Now assuming, after reading, that you still believe that the ACD test is the way to select an amp, compare any amps not in watts, but in db. Remember that 3 db is about the limit of a useful difference and that is double the power.

And yes, $300 is a great deal. And if it breaks down just after warranty, you can always purchase a second one and only be out $600, every few years or so.

To me, the big albatross around Onkyo's neck is their perception of poor reliability. Given the other options out there, I have decided to stay away from Onkyo. I hope, for the sake of the owners out there that I am wrong. I wish a magazine or web site would do a poll of owners of various amps so we can get somewhat reliable data to make an informed choice.


----------



## tonyvdb (Sep 5, 2007)

TheHammer said:


> To me, the big albatross around Onkyo's neck is their perception of poor reliability. Given the other options out there, I have decided to stay away from Onkyo. I hope, for the sake of the owners out there that I am wrong. I wish a magazine or web site would do a poll of owners of various amps so we can get somewhat reliable data to make an informed choice.


To each their own but I challenge you to find an actual reliable source (not AVS) that proves that Onkyo's are more prone to failure than any other receiver. I agree that Onkyo has had issues and they have addressed them with recalls something that many other manufacturers ignore. I cant think of one manufacturer that sells more receivers than Onkyo and most owners are happy (you wont hear from them in most cases). HDMI board failures for example are common with every brand not just Onkyo.


----------



## chashint (Jan 12, 2011)

I would love to see those sales figures so please post that link. Even better if the sales report includes electronics other that AVRs.


----------



## TheHammer (Dec 16, 2012)

Records.
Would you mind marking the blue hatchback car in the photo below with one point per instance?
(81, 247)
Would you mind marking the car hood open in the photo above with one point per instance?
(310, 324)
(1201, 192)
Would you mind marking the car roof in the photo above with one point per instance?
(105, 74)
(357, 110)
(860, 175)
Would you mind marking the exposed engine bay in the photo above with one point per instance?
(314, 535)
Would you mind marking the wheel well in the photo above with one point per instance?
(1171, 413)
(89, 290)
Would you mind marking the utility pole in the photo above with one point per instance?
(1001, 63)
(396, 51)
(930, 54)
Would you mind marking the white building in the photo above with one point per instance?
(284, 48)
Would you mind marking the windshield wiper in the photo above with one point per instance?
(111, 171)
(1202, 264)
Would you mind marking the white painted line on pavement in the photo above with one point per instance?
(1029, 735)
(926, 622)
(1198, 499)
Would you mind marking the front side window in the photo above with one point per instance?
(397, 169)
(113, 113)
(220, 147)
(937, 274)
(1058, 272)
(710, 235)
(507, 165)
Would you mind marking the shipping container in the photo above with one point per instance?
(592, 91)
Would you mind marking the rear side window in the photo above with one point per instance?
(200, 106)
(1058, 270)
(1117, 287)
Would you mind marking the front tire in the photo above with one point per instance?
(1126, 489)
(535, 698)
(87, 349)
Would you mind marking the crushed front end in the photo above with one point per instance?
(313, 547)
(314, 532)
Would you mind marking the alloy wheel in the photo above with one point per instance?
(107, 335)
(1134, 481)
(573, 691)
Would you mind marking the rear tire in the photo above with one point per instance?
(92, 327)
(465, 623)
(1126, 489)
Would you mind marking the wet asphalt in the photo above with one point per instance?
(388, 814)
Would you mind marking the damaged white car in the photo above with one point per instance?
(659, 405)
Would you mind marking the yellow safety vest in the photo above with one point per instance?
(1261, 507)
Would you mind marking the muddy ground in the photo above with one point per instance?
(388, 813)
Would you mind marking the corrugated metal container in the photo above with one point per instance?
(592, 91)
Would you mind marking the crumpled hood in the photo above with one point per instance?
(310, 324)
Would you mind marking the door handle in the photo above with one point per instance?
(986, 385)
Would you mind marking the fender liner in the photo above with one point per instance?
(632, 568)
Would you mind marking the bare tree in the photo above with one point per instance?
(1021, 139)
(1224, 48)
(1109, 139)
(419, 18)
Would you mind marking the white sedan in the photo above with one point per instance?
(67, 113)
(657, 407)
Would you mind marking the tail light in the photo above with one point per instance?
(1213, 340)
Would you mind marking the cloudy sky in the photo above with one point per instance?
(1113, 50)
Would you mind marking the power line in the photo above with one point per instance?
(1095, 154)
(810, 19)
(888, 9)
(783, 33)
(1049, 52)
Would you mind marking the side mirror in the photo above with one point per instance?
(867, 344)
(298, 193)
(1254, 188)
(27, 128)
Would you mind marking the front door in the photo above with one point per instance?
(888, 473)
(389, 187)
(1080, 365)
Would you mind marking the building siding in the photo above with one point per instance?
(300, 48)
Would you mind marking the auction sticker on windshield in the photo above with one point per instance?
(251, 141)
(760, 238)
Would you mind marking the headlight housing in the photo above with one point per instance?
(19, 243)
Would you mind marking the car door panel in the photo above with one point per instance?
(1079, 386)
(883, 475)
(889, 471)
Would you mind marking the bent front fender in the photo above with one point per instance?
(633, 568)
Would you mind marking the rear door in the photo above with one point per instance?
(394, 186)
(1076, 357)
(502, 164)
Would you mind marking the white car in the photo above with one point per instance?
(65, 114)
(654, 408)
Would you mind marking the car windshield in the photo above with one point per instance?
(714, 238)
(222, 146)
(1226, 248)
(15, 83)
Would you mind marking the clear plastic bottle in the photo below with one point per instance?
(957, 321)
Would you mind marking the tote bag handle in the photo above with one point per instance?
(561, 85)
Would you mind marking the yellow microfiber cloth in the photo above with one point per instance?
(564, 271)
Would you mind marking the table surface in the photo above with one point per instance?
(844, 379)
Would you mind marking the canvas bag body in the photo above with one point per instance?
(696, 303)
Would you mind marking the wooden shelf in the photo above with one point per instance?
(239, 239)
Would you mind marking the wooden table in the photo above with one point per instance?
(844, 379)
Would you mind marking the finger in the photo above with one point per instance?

Work required. In the amplifier forum thread, what difference in decibels is about the limit of a useful difference between amps?

Complete response. About 3 dB, which is double the power.